Stored data entries:
◆ ◆ ◆

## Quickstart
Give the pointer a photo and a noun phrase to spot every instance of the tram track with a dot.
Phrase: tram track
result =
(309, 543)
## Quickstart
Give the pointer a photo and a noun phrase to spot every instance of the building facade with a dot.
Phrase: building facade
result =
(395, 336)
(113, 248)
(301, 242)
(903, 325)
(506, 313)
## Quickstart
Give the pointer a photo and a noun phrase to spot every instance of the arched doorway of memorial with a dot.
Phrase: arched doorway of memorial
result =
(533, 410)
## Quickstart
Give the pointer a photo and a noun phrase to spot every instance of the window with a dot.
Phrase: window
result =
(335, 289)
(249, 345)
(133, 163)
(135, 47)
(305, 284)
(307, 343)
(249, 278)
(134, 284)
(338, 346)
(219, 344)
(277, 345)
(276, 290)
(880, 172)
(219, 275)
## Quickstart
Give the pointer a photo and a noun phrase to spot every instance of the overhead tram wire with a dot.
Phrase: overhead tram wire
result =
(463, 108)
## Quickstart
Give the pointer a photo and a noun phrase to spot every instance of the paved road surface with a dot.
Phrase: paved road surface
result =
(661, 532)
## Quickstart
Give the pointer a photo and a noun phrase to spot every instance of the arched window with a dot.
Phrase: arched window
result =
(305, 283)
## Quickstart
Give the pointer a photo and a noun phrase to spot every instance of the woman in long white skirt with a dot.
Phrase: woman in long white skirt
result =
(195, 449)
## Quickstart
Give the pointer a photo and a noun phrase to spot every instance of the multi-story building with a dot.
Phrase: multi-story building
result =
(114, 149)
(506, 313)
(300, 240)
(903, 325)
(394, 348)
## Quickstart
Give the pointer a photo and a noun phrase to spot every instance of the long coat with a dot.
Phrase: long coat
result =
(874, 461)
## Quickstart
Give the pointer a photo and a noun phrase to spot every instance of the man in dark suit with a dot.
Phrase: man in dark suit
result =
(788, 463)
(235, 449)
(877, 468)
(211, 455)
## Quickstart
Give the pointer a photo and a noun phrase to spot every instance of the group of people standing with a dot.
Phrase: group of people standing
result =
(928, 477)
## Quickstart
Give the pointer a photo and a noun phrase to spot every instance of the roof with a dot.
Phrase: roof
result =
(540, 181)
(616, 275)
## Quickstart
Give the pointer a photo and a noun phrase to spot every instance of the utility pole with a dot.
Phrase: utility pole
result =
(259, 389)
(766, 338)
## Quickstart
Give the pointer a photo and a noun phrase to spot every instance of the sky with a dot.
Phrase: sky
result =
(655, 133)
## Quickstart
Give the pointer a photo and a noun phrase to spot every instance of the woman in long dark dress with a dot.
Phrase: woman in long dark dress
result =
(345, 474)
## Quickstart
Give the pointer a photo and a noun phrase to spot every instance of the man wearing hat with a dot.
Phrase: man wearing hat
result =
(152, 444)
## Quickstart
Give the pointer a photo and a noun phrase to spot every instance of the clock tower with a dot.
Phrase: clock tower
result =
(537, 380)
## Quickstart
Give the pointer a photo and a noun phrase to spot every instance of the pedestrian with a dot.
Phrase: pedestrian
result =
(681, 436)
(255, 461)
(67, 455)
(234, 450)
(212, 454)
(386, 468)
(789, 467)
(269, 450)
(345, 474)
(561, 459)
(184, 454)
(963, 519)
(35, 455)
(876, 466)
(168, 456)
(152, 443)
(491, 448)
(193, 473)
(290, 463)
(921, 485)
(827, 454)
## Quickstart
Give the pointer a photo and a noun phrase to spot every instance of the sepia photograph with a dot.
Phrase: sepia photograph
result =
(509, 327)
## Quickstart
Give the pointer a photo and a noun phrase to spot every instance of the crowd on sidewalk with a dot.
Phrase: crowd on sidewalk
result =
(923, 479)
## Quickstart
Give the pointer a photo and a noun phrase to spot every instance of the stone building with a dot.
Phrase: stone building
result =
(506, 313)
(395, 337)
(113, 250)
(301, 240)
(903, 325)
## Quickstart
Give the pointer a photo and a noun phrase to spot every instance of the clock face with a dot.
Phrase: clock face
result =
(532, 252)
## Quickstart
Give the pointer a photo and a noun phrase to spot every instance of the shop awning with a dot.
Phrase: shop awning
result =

◆ ◆ ◆

Brief: Working through the records above, copy each line in which "sidewalk" is found.

Solution to the exercise:
Give the pointer a photo and a noun phrase to spot every instance of the crowd on sidewalk with a dot.
Phrase: crowd on sidewalk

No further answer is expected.